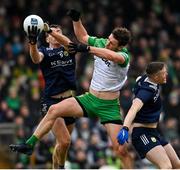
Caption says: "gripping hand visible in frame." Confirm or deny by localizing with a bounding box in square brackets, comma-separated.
[67, 9, 81, 22]
[27, 25, 40, 45]
[117, 126, 129, 145]
[68, 42, 90, 53]
[44, 22, 52, 33]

**EXERCISE GOAL:** Reproduce all of the lines above, requests included, and scale every bounding box coordinate in the answers by 2.25, rounding each result to the nearest whole number with halves rounded up. Leave the pictures out.

**COMPLETE ANSWER:**
Caption says: "gripping hand visible in frame." Confirm or deny by localizing with a bounding box in square brackets, comma-separated.
[151, 20, 182, 50]
[61, 56, 90, 101]
[263, 284, 290, 326]
[153, 95, 203, 119]
[99, 50, 117, 74]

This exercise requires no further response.